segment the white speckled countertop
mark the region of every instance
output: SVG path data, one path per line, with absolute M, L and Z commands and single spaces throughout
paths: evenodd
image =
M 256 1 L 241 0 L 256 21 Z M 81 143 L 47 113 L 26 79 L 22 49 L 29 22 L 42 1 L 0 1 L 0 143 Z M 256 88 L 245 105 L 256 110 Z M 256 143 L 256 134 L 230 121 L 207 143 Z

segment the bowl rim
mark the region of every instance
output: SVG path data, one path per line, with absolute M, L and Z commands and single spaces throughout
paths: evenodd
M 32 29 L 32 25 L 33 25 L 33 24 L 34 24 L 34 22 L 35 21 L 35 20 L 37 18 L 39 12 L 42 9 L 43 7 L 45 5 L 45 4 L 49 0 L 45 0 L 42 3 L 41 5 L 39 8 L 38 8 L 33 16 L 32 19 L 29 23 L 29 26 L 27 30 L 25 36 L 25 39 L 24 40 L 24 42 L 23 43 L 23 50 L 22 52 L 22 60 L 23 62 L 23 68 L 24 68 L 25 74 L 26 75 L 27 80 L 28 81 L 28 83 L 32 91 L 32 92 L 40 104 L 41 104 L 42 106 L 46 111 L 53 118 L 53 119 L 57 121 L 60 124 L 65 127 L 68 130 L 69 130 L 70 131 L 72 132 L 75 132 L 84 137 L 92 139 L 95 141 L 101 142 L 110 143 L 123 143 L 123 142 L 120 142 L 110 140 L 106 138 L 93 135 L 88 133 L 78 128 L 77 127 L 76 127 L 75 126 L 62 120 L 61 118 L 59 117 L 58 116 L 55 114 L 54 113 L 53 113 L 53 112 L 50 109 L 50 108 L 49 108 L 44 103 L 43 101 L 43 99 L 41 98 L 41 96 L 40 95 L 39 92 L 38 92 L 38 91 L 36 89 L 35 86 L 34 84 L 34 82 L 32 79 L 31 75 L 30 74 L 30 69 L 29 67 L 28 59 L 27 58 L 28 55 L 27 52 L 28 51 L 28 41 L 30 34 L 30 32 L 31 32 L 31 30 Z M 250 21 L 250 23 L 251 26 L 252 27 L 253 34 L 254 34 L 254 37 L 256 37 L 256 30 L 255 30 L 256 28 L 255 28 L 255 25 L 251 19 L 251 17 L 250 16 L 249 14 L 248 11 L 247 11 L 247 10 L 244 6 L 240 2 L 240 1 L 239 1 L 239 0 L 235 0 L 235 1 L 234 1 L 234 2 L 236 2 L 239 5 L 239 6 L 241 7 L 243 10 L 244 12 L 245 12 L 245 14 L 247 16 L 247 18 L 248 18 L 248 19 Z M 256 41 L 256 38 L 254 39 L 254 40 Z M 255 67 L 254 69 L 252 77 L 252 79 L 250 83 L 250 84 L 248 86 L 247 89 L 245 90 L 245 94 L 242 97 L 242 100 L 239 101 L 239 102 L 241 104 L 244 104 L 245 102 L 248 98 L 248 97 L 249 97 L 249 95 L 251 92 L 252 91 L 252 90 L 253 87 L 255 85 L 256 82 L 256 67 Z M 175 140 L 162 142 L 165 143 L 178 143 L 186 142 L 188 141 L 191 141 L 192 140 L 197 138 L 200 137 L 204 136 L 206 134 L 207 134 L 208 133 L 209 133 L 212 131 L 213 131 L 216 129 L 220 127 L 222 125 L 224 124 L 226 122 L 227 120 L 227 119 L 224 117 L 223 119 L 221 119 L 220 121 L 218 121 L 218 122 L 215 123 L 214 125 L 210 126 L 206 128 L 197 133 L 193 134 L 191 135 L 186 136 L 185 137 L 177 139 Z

== == ==

→ **REQUEST**:
Output everything from the beginning of the data down to and including the line that contains "M 256 1 L 241", reproduced without any changes.

→ **EXPECTED OUTPUT**:
segment the white speckled countertop
mark the region of every instance
output: SVG path data, one path per line, with absolute M, L and Z commands and single spaces throughout
paths: evenodd
image =
M 256 1 L 241 0 L 256 21 Z M 81 143 L 47 113 L 26 79 L 22 49 L 29 22 L 42 1 L 0 1 L 0 143 Z M 256 88 L 245 105 L 256 110 Z M 256 143 L 256 134 L 230 121 L 207 143 Z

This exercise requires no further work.